* Поставленная задача 1 *
Извлеките из записей все строки, где встречается слово «purple».
***
Поскольку люди они были творческие, они написали, что делать. Они выдвинули тезис, что Россия — это не Азия и не Европа, а это Евразия, что кардинально отличает ее от Европы, и что, собственно, органичное устройство европейского пространства — это военная империя, это преодоление разрыва между элитами, как было в царской, петербуржской России, где одни говорили по-французски, немецки, а другие были безграмотны абсолютно, не умели ни читать, ни писать, как в XVI веке их программа предки. Преодоление этого разрыва, губительного для России — он, действительно, был губительный, хотя преодолевался постепенно в поступательном развитии России, которым она шла с середины XIX века по 17-й год…
В общем, евразийцы — это люди, которые сказали много правильных вещей, но в целом у известного русского богослова, отца Георгия Флоровского, тоже эмигранта, который одно время был евразийцем, есть статья: «Евразийский соблазн». Я занимался профессионально изучение евразийства. Пора нам отставлять эти соблазны. Евразийство — это важная, интересная и нужная страница русской мысли, но она не может быть путеводной звездой для нашего дальнейшего развития, если мы хотим для своей страны, чтобы она были жива здорова.
Сегодняшние люди, которые называют себя евразийцами, они такие же евразийцы, как какой-нибудь олигарх… Д’Артаньян. Нет, это совершенно разные вещи. Они прикрывают этим. Как и нынешние некоторые люди, прикрываются тем, что они наследники славянофилов. Да наследники славянофилов были люди голубиные, с чистой совестью, с христианской, действительно, совестью, люди глубочайшей культуры. И когда их какие-то точки зрения появлялись, они обсуждались в самых топовых салонах Парижа, Лондона, Мюнхена, Берлина. То есть это были люди высочайшей европейской учености.
В ДЫМАРСКИЙ: С историком, конечно, мы много говорим об истории. Я здесь прочитал, неожиданно мне попалось одно эссе Оруэлла. Называется «О национализме». И там довольно любопытные у него, мне кажется, мысли. Он довольно точно видел мир вокруг себя и оценивал. Он пишет, что национализм для него всегда это понятие агрессивное. Вообще у него интересное разделение между патриотизмом и национализмом.
***
* Поставленная задача 2 *
Объясните в одном–трёх предложениях, почему в исходном фрагменте говорящий заключает, что это были «люди высочайшей европейской учености».

* Рабочие данные *
***
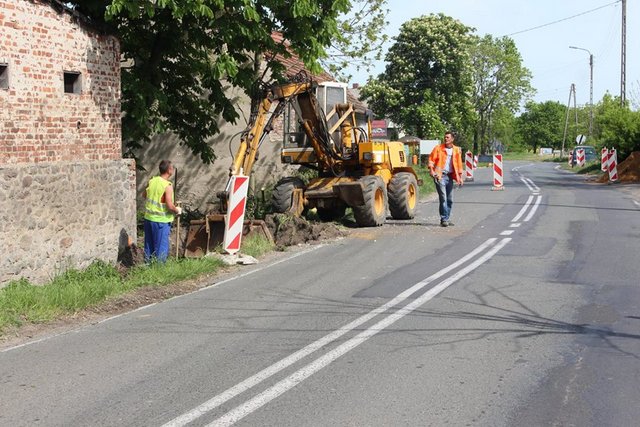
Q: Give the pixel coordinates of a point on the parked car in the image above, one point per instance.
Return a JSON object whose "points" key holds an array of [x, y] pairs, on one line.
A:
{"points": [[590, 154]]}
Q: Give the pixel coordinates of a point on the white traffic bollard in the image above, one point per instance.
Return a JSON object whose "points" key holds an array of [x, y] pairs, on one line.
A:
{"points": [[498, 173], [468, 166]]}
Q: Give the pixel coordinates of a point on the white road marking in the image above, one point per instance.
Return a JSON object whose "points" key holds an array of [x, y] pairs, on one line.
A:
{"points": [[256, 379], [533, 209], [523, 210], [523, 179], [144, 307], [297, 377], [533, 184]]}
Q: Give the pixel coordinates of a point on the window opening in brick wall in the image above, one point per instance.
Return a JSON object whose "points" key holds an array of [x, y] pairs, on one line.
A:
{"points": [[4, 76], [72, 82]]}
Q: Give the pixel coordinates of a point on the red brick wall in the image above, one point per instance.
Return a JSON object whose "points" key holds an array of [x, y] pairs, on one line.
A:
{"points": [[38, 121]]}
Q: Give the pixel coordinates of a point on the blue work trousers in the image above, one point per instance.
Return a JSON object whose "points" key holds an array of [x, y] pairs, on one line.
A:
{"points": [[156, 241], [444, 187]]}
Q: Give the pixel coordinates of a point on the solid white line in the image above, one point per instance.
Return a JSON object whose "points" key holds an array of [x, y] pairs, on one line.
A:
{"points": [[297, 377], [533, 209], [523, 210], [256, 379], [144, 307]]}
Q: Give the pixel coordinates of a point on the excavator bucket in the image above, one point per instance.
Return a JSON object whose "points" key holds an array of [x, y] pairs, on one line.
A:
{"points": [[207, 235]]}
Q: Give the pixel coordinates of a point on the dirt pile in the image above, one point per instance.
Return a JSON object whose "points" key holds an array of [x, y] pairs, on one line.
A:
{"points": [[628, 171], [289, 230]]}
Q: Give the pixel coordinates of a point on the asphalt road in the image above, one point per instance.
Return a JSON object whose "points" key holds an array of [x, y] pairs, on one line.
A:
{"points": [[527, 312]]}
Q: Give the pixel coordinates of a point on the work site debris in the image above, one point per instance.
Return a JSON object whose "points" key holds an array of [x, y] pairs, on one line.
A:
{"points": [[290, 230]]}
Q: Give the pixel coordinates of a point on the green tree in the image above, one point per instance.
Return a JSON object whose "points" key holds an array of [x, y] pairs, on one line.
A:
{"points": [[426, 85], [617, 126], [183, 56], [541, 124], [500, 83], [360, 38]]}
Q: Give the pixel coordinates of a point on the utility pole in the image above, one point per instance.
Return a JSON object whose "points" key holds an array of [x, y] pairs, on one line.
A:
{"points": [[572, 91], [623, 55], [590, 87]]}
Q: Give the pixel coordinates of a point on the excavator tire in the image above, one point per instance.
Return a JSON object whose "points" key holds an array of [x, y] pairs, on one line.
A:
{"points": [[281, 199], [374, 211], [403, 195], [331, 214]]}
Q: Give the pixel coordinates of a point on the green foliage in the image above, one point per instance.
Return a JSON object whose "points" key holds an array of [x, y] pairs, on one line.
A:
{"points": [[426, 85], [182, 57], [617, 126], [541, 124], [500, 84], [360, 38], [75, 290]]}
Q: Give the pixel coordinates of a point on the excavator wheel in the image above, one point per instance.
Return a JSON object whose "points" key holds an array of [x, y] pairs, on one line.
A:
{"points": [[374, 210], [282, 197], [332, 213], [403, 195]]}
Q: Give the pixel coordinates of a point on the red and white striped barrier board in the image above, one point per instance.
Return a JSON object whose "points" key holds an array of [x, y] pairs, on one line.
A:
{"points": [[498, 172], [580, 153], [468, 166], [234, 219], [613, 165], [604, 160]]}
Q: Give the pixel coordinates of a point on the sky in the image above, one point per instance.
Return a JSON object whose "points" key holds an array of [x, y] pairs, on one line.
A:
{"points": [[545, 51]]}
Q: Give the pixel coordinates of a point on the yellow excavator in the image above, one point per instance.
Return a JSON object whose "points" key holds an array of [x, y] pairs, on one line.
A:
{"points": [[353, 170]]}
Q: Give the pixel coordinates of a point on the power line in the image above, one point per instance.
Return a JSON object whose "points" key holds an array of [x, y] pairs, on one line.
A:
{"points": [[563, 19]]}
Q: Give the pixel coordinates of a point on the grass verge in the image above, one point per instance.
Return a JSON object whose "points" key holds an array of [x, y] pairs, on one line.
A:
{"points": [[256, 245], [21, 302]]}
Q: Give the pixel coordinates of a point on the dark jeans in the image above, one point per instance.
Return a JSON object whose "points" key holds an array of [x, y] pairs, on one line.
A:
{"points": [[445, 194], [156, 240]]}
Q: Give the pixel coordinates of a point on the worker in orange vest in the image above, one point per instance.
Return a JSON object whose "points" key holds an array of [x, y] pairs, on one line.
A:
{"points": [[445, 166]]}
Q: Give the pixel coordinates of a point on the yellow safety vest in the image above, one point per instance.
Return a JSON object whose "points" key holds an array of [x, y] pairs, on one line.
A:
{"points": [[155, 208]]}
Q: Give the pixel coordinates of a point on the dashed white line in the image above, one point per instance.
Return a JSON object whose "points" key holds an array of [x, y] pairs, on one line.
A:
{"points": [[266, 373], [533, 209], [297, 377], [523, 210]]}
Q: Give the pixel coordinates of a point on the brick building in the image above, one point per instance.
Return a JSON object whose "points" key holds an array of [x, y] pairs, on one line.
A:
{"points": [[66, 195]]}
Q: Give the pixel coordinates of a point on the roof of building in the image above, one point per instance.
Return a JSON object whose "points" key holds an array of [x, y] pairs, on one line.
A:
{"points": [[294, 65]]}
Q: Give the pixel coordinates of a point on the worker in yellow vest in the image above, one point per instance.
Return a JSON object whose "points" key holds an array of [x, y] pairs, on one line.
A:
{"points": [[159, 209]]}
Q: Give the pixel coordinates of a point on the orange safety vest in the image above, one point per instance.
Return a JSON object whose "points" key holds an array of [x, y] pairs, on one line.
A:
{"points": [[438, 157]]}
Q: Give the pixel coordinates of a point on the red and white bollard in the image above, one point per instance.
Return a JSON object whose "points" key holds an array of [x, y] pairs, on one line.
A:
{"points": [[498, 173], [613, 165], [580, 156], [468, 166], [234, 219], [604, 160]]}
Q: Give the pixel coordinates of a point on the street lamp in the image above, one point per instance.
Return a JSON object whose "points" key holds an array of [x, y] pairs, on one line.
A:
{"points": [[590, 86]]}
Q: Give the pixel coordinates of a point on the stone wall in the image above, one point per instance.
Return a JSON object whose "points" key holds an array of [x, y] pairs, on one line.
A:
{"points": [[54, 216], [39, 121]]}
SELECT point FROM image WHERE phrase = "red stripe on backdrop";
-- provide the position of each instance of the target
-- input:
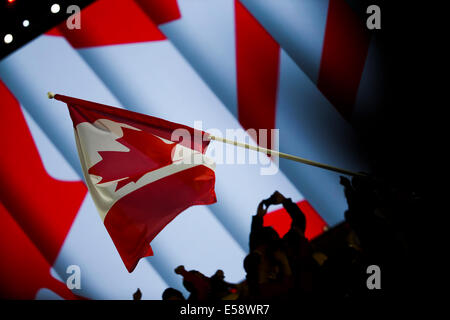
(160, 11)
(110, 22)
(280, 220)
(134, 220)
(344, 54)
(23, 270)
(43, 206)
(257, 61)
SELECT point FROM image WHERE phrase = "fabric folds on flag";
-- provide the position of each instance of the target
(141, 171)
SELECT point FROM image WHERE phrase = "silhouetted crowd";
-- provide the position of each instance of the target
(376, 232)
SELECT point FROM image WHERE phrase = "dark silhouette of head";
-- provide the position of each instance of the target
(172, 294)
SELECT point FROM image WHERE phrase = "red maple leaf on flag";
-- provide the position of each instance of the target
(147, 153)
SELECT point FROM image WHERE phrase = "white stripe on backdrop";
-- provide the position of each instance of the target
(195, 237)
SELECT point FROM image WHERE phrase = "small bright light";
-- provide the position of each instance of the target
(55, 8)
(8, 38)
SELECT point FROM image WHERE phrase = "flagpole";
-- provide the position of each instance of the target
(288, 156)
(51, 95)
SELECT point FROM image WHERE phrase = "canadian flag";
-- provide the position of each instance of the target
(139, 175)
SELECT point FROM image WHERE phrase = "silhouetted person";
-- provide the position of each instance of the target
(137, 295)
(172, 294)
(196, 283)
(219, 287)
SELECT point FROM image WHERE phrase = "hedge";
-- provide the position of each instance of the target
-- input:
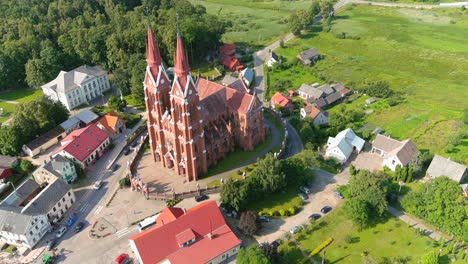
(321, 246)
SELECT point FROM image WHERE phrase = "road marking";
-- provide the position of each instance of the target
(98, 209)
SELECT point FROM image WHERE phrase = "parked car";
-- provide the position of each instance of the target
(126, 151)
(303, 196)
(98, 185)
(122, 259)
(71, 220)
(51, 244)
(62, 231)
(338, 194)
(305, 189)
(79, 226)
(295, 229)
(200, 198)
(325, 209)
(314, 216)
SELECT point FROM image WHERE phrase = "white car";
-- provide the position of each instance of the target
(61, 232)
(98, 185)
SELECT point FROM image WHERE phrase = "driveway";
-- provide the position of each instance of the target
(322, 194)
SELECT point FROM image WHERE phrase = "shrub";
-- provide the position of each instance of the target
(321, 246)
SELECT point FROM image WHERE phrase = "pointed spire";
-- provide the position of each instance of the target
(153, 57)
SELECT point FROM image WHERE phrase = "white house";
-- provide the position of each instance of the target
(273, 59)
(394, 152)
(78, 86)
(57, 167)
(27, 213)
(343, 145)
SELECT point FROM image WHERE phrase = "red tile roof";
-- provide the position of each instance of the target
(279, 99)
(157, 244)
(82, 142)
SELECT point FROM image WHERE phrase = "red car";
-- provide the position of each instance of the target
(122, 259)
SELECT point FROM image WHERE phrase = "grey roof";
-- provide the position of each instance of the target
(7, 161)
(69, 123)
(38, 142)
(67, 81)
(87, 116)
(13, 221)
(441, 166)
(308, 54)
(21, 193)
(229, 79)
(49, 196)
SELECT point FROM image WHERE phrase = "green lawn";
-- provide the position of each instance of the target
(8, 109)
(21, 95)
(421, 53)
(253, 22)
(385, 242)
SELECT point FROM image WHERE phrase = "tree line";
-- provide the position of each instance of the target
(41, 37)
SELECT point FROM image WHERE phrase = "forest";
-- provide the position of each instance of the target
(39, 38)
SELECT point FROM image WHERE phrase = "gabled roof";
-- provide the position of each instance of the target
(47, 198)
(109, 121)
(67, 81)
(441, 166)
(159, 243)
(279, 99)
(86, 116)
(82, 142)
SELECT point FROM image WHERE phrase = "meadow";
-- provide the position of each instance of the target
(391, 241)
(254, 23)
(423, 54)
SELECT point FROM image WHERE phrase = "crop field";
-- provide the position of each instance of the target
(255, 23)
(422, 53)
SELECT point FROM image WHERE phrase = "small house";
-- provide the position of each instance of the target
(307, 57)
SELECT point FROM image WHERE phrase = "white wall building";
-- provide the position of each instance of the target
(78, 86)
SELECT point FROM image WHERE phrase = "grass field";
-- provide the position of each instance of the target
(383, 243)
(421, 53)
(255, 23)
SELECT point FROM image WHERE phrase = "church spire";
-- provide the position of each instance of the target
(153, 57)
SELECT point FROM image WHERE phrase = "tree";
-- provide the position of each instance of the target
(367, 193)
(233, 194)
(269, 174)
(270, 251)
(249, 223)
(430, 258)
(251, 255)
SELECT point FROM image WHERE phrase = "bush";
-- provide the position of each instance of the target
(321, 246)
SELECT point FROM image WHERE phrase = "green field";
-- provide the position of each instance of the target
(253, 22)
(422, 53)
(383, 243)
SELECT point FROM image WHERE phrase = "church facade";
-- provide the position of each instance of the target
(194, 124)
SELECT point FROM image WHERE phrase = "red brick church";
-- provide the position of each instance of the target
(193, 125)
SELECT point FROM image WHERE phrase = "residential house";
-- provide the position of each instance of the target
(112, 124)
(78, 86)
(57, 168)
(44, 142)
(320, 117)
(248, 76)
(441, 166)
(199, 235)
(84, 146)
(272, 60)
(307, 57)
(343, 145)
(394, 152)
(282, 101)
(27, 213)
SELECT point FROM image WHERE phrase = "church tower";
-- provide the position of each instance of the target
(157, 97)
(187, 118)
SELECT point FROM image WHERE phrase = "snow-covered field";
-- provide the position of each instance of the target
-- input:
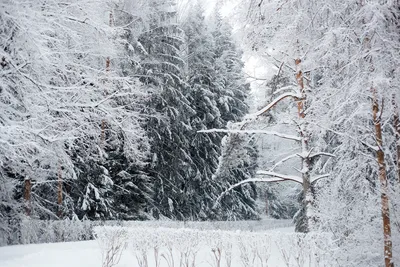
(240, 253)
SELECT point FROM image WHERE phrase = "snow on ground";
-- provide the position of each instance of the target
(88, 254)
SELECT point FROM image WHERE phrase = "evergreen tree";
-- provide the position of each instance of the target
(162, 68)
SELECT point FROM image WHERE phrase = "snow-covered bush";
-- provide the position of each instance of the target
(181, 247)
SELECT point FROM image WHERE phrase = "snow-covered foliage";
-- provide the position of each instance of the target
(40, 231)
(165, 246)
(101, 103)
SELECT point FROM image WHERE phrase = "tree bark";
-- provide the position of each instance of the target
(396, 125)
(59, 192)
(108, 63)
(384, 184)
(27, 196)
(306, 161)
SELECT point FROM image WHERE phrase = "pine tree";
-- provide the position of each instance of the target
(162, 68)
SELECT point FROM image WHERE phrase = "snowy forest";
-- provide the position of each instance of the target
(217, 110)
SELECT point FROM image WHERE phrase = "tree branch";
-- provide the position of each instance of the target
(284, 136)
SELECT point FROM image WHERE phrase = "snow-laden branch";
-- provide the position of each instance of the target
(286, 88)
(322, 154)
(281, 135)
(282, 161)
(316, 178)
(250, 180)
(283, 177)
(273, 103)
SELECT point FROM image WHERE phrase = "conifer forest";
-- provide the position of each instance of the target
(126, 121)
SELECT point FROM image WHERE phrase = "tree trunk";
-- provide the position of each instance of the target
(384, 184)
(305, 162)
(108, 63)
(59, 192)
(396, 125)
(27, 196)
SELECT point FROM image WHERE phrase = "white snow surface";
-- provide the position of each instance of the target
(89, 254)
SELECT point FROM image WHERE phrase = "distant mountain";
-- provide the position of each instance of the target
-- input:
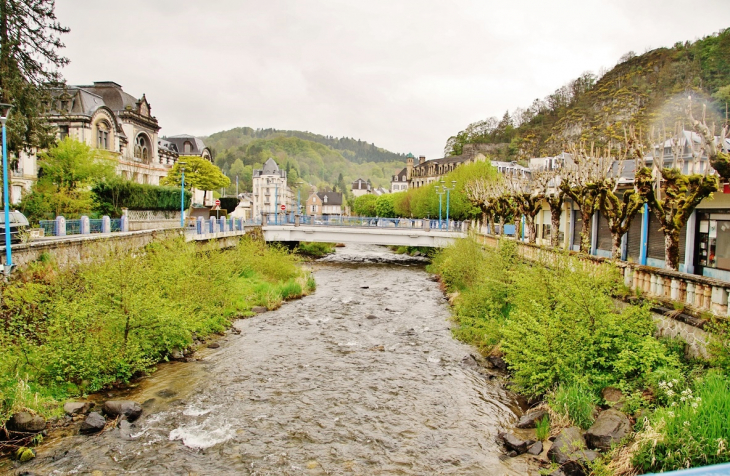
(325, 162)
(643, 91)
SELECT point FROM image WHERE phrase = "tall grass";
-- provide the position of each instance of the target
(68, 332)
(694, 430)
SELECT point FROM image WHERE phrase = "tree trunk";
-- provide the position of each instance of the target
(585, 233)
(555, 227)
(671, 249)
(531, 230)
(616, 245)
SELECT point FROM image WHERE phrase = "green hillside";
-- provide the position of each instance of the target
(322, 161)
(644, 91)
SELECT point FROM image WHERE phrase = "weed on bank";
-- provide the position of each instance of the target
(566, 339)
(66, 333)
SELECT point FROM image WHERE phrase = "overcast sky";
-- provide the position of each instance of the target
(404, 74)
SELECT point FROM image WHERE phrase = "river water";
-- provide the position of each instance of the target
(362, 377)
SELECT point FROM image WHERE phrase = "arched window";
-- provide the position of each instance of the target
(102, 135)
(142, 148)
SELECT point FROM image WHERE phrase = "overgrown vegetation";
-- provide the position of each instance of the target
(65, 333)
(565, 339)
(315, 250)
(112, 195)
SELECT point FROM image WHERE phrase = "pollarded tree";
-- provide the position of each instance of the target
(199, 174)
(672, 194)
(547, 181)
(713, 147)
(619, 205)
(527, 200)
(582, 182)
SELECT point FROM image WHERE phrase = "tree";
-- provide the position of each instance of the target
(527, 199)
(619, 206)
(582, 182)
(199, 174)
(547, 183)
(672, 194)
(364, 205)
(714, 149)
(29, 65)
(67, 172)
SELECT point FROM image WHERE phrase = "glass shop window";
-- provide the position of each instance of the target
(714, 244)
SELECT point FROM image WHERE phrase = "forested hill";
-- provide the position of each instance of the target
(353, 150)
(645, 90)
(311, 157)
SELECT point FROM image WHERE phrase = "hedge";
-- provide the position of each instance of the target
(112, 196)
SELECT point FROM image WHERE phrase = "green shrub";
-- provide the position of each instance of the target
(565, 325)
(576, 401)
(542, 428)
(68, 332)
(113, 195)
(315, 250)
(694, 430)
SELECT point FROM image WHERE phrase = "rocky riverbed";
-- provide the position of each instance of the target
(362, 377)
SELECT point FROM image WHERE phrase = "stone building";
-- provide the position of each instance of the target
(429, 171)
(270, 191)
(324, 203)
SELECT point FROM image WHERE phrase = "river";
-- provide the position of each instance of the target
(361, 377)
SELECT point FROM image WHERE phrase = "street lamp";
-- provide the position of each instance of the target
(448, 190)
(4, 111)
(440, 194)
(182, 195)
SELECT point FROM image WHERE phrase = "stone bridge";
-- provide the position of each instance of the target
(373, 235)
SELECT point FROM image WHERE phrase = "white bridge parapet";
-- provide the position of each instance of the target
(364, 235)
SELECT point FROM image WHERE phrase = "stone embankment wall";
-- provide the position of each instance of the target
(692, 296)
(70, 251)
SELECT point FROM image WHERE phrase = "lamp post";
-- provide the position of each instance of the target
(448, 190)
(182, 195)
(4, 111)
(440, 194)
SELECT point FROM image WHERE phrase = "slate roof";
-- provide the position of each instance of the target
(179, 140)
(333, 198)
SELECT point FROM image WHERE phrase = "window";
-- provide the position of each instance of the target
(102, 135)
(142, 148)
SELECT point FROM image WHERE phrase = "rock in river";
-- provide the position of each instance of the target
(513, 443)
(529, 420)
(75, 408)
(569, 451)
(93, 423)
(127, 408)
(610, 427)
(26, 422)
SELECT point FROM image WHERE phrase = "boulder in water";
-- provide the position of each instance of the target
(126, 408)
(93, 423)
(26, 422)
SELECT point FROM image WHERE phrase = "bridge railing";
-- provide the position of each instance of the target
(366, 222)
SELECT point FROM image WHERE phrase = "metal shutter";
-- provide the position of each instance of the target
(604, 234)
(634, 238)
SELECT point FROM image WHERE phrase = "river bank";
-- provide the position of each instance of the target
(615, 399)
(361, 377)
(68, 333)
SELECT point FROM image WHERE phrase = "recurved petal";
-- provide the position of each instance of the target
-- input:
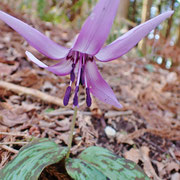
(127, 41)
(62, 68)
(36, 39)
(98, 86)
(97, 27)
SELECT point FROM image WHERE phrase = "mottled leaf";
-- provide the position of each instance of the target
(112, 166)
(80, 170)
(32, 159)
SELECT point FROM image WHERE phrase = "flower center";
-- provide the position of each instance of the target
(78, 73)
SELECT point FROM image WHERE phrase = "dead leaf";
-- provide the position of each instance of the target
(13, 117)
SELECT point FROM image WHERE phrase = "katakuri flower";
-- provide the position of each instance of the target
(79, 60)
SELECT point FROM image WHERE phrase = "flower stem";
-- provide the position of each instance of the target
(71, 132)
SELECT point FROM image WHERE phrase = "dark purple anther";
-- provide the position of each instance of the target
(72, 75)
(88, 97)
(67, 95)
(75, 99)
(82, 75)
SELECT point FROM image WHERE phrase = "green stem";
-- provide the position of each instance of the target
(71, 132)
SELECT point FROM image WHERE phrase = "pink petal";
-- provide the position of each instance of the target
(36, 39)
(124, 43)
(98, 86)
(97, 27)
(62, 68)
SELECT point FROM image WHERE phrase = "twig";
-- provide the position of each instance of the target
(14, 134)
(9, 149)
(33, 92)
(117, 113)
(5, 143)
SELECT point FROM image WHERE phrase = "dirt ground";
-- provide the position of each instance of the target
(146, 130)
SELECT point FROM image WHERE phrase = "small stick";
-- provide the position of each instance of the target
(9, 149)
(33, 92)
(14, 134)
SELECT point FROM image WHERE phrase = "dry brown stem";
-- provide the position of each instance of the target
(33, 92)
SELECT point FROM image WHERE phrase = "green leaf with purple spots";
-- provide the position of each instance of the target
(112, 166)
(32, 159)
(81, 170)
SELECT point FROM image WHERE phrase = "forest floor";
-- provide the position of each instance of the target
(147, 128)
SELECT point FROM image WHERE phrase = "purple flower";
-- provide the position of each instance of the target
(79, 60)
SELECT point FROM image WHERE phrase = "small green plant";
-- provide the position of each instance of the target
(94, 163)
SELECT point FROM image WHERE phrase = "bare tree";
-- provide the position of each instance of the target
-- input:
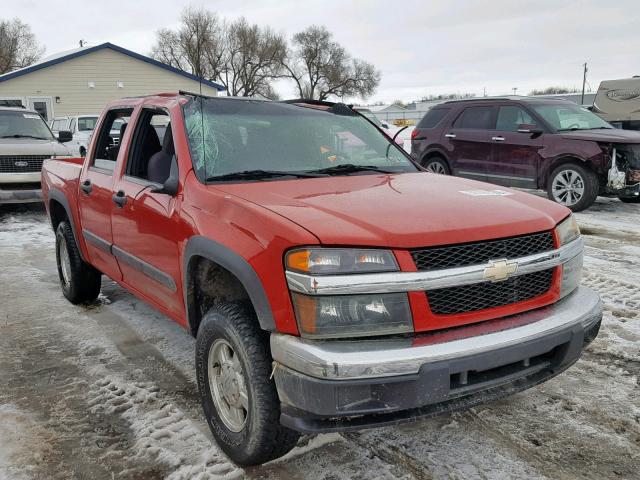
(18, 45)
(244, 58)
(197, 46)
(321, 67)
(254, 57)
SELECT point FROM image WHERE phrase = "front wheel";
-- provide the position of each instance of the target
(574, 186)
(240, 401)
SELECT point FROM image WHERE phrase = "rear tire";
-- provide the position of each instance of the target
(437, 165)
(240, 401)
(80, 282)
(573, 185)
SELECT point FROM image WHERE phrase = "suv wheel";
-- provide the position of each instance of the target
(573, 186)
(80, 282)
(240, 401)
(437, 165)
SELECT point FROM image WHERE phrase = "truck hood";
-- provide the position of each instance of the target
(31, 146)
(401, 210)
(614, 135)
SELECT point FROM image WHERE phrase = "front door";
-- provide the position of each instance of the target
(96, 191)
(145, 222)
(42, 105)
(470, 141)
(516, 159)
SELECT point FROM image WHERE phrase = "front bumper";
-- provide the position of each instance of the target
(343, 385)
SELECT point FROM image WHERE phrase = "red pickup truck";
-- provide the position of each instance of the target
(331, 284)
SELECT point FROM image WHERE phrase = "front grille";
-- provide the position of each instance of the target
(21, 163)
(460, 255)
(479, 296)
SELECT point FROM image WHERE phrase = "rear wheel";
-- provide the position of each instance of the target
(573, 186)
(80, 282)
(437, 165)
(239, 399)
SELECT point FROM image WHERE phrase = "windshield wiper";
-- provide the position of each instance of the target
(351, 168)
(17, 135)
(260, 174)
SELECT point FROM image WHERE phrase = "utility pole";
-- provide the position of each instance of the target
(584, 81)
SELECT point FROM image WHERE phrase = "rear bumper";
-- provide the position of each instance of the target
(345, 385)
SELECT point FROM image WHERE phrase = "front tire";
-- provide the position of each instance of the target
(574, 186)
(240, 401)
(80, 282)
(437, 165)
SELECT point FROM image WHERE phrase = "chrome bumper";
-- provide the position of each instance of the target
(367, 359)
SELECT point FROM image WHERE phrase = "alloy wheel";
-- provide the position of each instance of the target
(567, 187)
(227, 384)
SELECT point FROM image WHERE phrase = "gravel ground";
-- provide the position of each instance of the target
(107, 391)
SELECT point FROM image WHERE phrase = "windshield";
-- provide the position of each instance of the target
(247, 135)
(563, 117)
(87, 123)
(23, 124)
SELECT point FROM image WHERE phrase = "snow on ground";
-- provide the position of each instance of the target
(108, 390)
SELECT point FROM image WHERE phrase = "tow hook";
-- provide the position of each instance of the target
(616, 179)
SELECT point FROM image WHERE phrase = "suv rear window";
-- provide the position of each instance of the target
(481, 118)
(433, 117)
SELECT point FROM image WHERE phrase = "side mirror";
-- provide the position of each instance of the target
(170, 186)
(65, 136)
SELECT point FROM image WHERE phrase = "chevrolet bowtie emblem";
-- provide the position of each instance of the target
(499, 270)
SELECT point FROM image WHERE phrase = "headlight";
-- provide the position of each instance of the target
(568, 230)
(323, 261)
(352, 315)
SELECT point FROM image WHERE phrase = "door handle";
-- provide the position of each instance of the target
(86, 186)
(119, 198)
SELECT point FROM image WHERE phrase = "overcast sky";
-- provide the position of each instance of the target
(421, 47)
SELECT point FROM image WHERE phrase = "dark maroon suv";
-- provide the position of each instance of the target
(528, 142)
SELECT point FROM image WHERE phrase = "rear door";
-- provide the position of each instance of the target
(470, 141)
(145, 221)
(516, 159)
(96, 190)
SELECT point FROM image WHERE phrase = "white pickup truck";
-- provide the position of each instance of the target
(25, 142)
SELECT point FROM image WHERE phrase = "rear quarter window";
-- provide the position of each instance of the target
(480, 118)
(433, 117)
***
* Развёрнутый ответ 1 *
SELECT point FROM image WHERE phrase = "dark purple anther";
SELECT point FROM image WHERE phrase = "green leaf with purple spots";
SELECT point FROM image WHERE phrase = "purple flower";

* Развёрнутый ответ 2 *
Говорящий делает такой вывод потому, что их точки зрения, когда появлялись, обсуждались в самых топовых салонах Парижа, Лондона, Мюнхена и Берлина.